- **Source records**:
* * * * * * * * *

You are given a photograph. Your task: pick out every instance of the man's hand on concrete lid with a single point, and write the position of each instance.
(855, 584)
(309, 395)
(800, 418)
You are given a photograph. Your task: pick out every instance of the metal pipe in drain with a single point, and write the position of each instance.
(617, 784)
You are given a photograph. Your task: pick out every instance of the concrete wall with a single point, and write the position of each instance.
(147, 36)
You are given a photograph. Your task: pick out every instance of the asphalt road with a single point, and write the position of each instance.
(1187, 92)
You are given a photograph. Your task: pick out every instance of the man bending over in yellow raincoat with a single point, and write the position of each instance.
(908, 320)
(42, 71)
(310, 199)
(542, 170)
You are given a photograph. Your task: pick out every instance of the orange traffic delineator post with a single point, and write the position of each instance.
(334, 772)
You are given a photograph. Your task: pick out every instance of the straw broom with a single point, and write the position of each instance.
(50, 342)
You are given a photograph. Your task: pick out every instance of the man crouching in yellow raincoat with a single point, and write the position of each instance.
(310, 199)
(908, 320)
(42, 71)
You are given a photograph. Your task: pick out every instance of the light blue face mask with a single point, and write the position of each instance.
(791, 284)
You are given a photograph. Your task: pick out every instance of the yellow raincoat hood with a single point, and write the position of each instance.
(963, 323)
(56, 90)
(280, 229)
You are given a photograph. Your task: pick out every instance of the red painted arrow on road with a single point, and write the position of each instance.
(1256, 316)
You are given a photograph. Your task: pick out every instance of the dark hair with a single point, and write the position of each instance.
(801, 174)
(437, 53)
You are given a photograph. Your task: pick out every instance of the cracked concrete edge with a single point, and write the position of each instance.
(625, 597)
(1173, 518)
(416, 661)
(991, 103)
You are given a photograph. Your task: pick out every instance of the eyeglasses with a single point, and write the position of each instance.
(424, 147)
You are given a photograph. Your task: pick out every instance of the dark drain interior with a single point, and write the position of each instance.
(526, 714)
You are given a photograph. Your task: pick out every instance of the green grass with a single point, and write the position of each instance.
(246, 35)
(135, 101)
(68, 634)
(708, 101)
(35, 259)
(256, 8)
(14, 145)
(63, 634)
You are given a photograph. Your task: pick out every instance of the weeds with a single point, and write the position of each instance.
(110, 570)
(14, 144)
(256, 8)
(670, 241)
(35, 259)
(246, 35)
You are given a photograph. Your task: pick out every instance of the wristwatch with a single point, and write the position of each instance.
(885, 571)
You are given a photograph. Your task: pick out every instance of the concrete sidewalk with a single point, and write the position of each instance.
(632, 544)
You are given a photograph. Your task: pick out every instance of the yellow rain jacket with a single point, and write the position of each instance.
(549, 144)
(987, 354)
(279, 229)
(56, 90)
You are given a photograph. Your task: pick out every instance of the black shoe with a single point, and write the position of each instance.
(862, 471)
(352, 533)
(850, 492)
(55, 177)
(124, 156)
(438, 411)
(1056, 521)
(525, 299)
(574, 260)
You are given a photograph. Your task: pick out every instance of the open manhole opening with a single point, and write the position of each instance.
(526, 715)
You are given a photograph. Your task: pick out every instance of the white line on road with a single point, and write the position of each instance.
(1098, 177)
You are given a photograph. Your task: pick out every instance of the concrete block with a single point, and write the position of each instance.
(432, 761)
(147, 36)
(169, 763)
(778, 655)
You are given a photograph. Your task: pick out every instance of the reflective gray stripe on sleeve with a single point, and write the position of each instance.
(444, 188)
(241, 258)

* * * * * * * * *

- **SET TASK**: Write out again, exactly, the lines from the one holding "the concrete sidewalk" through the end of the listing, with both ends included.

- **COMPLETE OUTPUT**:
You are given a photograph. Your task: pick out every instance of the concrete sidewalk with a single point, and write the position of each instance.
(632, 544)
You are given a photograph. Your task: pick out every instance of the yellow rain jacket with a single point, and write the position of each instance.
(549, 144)
(987, 354)
(279, 229)
(56, 90)
You are given a photograph. Your task: pick out every instance of the black shoe with a single point, and write the position of each instance.
(862, 471)
(352, 533)
(850, 492)
(55, 177)
(124, 156)
(438, 411)
(1056, 521)
(525, 299)
(574, 260)
You are given a photograph. Your task: pick out every instance of the open manhole opening with a single point, and write the position of each instance.
(526, 715)
You are given a photograph. Your task: pick out every instance of the white line on road with a single point, and write the position of each instance.
(1098, 177)
You are given a photograph. Your task: pick out every instance of the concrete block with a single point, and write the position of each instance.
(432, 761)
(147, 36)
(169, 763)
(778, 655)
You are given a photograph. Your task: pick out every instance of the reflective gray stripe on sleeve with a single point, and write the position of each instance.
(444, 188)
(241, 258)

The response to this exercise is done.